### GIVEN DATA
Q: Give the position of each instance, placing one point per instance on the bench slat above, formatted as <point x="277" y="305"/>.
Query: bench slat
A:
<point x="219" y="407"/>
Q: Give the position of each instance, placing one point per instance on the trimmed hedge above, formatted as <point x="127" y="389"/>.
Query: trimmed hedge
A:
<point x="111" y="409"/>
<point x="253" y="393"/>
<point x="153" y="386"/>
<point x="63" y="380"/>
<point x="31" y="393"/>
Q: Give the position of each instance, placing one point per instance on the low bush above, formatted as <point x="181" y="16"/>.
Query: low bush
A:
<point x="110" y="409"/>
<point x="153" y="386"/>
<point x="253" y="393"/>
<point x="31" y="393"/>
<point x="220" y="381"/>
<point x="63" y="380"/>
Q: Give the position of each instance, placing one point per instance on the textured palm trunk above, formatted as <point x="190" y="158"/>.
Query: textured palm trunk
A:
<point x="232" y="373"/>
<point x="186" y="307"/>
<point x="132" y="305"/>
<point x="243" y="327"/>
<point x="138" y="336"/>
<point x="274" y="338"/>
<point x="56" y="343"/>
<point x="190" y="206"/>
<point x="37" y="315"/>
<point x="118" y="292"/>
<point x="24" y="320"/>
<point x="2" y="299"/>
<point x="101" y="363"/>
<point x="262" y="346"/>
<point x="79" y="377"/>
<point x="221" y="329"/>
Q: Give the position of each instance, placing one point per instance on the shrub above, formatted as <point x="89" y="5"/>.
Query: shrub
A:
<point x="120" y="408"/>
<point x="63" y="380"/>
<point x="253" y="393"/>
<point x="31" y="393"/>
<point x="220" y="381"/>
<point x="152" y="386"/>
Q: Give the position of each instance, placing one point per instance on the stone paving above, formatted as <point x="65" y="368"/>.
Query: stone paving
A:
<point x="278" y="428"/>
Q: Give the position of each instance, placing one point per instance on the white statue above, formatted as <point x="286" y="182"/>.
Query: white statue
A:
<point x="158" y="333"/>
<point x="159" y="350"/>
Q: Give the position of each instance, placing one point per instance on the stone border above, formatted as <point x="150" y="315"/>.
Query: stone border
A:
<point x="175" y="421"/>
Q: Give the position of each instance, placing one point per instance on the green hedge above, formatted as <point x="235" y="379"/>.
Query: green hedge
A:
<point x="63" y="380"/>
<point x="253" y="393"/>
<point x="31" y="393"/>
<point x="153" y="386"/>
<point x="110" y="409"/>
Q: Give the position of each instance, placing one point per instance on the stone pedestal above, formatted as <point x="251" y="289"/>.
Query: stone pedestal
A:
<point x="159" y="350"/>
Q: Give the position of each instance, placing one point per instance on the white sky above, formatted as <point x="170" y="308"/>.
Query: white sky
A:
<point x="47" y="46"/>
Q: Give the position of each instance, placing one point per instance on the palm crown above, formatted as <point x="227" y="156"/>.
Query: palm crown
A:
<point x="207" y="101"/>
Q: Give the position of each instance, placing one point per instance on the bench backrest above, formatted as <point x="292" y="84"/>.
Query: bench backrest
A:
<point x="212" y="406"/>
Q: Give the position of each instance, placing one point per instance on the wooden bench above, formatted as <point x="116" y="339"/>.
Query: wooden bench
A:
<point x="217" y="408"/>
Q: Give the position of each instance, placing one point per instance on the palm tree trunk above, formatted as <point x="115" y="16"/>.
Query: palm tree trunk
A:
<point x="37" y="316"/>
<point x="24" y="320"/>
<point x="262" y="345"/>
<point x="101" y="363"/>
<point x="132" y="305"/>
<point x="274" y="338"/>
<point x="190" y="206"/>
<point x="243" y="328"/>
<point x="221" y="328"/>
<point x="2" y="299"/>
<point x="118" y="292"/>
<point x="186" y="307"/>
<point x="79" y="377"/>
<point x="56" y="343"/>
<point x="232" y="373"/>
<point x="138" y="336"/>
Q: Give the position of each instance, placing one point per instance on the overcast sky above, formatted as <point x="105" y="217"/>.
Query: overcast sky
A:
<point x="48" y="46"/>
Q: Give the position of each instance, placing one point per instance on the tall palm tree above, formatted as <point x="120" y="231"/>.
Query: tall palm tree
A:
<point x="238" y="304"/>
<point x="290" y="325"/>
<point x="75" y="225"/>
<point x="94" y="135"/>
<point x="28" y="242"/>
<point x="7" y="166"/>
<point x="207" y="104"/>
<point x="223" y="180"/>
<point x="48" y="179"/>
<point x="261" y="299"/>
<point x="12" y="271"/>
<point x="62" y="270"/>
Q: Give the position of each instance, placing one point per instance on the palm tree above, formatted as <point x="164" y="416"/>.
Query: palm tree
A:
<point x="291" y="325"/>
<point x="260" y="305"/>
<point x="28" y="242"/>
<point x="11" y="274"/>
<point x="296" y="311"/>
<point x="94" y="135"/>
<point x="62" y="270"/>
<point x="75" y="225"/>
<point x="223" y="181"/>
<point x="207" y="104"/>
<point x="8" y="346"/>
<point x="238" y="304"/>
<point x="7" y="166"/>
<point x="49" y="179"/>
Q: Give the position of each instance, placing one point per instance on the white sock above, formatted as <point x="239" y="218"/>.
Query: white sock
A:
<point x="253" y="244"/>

### INSTRUCTIONS TO FOLLOW
Restate every record exactly, leaving nothing out.

### SOLUTION TO THIS TASK
Q: Give the position of each instance, placing one point per instance on the bench slat above, formatted as <point x="277" y="305"/>.
Query: bench slat
A:
<point x="219" y="407"/>
Q: Give the position of each instance, placing one point per instance on the trimmed hedge above, formatted as <point x="127" y="389"/>.
Query: trimmed hedge
A:
<point x="111" y="409"/>
<point x="253" y="393"/>
<point x="153" y="386"/>
<point x="63" y="380"/>
<point x="31" y="393"/>
Q: Give the position of each instance, placing one point per instance on the low bush above, formatted as <point x="181" y="16"/>.
Query: low bush
A:
<point x="110" y="409"/>
<point x="153" y="386"/>
<point x="253" y="393"/>
<point x="31" y="393"/>
<point x="220" y="381"/>
<point x="63" y="380"/>
Q: Give the position of each instance, placing one point per instance on the textured palm trunk above, formatted as <point x="190" y="158"/>.
Query: textured palm trunk
A:
<point x="232" y="373"/>
<point x="186" y="307"/>
<point x="132" y="305"/>
<point x="243" y="327"/>
<point x="138" y="336"/>
<point x="274" y="338"/>
<point x="56" y="343"/>
<point x="190" y="206"/>
<point x="37" y="315"/>
<point x="118" y="292"/>
<point x="24" y="320"/>
<point x="2" y="299"/>
<point x="101" y="363"/>
<point x="262" y="346"/>
<point x="79" y="377"/>
<point x="221" y="329"/>
Q: Give the position of each instance, placing one point per instance on the shrub above, formatted as <point x="89" y="5"/>.
Query: shrub
A:
<point x="120" y="408"/>
<point x="63" y="380"/>
<point x="253" y="393"/>
<point x="31" y="393"/>
<point x="220" y="381"/>
<point x="152" y="386"/>
Q: Give the position of each instance, placing one point per instance on the stone paving above, formatted as <point x="65" y="368"/>.
Query: stone paving
A:
<point x="278" y="428"/>
Q: Give the position of each instance, placing one point per instance on the white statue above, formatted as <point x="286" y="182"/>.
Query: white statue
A:
<point x="158" y="333"/>
<point x="159" y="350"/>
Q: Give the position of each instance, placing one point per instance on the stone border above, formatted as <point x="150" y="315"/>.
Query: stone border
A:
<point x="175" y="421"/>
Q: Give the position of each instance, placing one point per instance on the green hedge above, formatted as <point x="235" y="379"/>.
Query: green hedge
A:
<point x="63" y="380"/>
<point x="253" y="393"/>
<point x="31" y="393"/>
<point x="153" y="386"/>
<point x="110" y="409"/>
Q: Give the position of each instance, placing one point per instance on the stone pedestal above, formatted as <point x="251" y="289"/>.
Query: stone pedestal
A:
<point x="159" y="350"/>
Q: Give the position of each instance, placing one point per instance on the white sky above, formatted as <point x="170" y="308"/>.
Query: white sky
A:
<point x="47" y="46"/>
Q: Give the position of each instance, placing one point per instance on the palm crown above, formatted as <point x="227" y="156"/>.
Query: palm crown
A:
<point x="207" y="101"/>
Q: Give the position of each instance, placing one point per instance on the bench backrest above, formatted as <point x="292" y="84"/>.
Query: bench backrest
A:
<point x="212" y="406"/>
Q: Give the position of each instance, placing one point per instance on the wooden bench above, formatted as <point x="116" y="339"/>.
Query: wooden bench
A:
<point x="217" y="408"/>
Q: Give the position of each instance, placing one point per instance on the palm tree trunk above, formatted as <point x="115" y="16"/>.
Query: palm tree trunk
A:
<point x="37" y="316"/>
<point x="24" y="320"/>
<point x="262" y="345"/>
<point x="101" y="363"/>
<point x="132" y="305"/>
<point x="274" y="338"/>
<point x="190" y="206"/>
<point x="243" y="328"/>
<point x="221" y="328"/>
<point x="2" y="299"/>
<point x="118" y="292"/>
<point x="186" y="307"/>
<point x="79" y="377"/>
<point x="56" y="343"/>
<point x="232" y="373"/>
<point x="138" y="336"/>
Q: Give the position of each instance, placing one point per instance on the overcast sky above, formatted as <point x="105" y="217"/>.
Query: overcast sky
A:
<point x="48" y="46"/>
Q: Give the position of each instance, placing one point per instance on the tall palm tree above, formatted as <point x="120" y="231"/>.
Query: tall palm tree
A:
<point x="238" y="304"/>
<point x="290" y="325"/>
<point x="75" y="225"/>
<point x="94" y="135"/>
<point x="28" y="242"/>
<point x="7" y="166"/>
<point x="207" y="104"/>
<point x="223" y="180"/>
<point x="48" y="179"/>
<point x="261" y="299"/>
<point x="12" y="271"/>
<point x="62" y="270"/>
Q: Give the position of each instance, placing one point per instance on the palm tree above, formatted as <point x="164" y="416"/>.
Query: palm tree
A:
<point x="291" y="325"/>
<point x="260" y="305"/>
<point x="28" y="242"/>
<point x="11" y="274"/>
<point x="296" y="311"/>
<point x="94" y="135"/>
<point x="62" y="270"/>
<point x="75" y="225"/>
<point x="223" y="181"/>
<point x="207" y="104"/>
<point x="8" y="346"/>
<point x="238" y="304"/>
<point x="7" y="166"/>
<point x="49" y="179"/>
Q: Give the position of each instance, placing one point per instance on the white sock above, formatted as <point x="239" y="218"/>.
Query: white sock
A:
<point x="253" y="244"/>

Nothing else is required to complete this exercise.